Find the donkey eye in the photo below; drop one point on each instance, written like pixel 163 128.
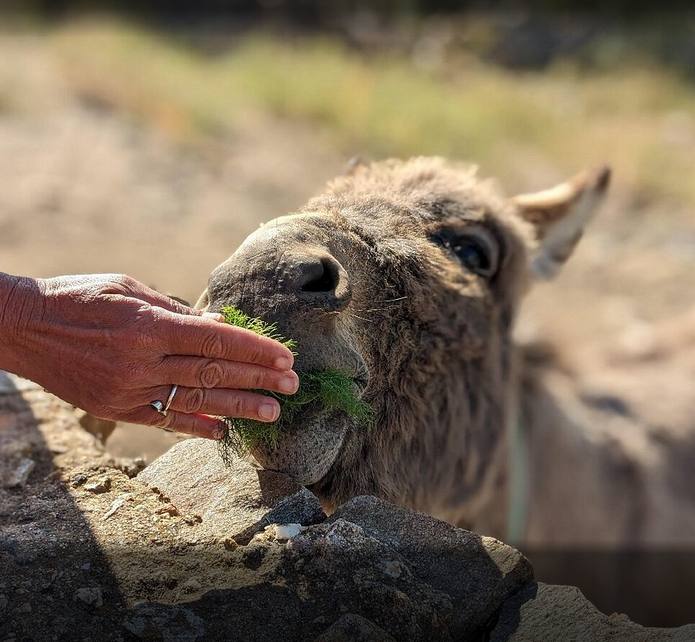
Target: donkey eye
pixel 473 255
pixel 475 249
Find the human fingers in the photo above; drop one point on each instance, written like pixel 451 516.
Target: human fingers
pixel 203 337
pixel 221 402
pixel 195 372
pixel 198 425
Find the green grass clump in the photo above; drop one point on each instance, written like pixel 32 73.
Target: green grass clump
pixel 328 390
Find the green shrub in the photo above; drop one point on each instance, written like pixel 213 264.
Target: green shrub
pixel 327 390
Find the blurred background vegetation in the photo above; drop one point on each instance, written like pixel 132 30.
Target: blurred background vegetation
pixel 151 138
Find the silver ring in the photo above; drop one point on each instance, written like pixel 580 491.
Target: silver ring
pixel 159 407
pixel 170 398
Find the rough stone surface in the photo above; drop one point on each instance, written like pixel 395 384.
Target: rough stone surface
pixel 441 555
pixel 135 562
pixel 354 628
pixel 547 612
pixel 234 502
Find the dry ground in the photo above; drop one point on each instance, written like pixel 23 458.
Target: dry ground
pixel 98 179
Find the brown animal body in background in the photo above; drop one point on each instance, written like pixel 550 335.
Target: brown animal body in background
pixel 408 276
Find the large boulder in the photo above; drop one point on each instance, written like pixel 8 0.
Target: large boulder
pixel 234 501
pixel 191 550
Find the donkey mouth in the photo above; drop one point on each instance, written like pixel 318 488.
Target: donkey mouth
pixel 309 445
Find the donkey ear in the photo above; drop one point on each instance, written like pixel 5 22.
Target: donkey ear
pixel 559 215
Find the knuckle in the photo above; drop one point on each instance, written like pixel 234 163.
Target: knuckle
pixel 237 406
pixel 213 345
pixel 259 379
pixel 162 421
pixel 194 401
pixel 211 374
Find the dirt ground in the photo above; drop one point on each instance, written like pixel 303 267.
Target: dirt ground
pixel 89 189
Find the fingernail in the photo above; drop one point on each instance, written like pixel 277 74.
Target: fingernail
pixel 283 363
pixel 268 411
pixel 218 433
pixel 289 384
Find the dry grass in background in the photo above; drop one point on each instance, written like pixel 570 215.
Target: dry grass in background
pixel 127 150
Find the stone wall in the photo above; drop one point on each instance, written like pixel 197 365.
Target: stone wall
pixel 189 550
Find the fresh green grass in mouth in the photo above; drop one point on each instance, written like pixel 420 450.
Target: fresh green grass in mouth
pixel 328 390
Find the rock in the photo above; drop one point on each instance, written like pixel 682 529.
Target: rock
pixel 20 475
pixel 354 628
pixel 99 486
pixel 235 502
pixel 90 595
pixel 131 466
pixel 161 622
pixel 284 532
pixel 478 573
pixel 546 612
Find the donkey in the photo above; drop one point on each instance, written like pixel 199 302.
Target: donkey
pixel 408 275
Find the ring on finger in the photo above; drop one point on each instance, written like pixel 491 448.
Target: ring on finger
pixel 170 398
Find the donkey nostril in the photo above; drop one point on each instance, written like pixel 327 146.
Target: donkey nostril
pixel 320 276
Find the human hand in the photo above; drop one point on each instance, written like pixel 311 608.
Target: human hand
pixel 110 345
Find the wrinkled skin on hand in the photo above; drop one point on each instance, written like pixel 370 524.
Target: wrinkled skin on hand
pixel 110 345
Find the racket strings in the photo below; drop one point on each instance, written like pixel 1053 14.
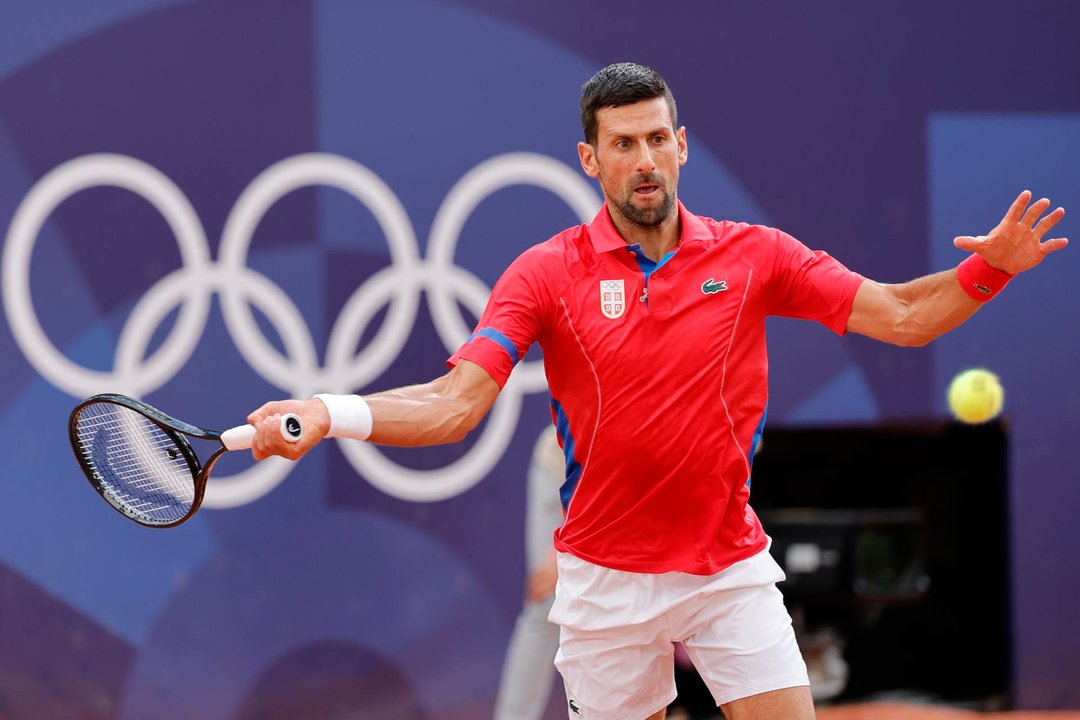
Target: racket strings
-.-.-
* Work request
Would you print exactly, and only, the lines of the data above from the line with "Target: stone wall" through the line with "Find the human hand", inclusive?

* Output of the task
Target: stone wall
pixel 189 550
Find the fresh green grass in mouth in the photo above; drop one point on each instance, written like pixel 420 450.
Target: fresh green grass in mouth
pixel 328 390
Find the rock in the photo above; drop one point on each instance, written like pixel 682 529.
Target: rock
pixel 20 475
pixel 354 628
pixel 99 486
pixel 235 502
pixel 90 595
pixel 131 466
pixel 161 622
pixel 284 532
pixel 478 573
pixel 546 612
Find the donkey in the photo above; drop one point on each instance, written like pixel 199 302.
Target: donkey
pixel 408 275
Find the ring on finger in the photo above; drop one point on each instance, written like pixel 491 448.
Target: ring on finger
pixel 170 398
Find the donkey nostril in the photo above; drop one point on each instance, written like pixel 327 146.
Target: donkey nostril
pixel 320 276
Find the human hand in the photo above; drop one point on each instance, written like pixel 311 608.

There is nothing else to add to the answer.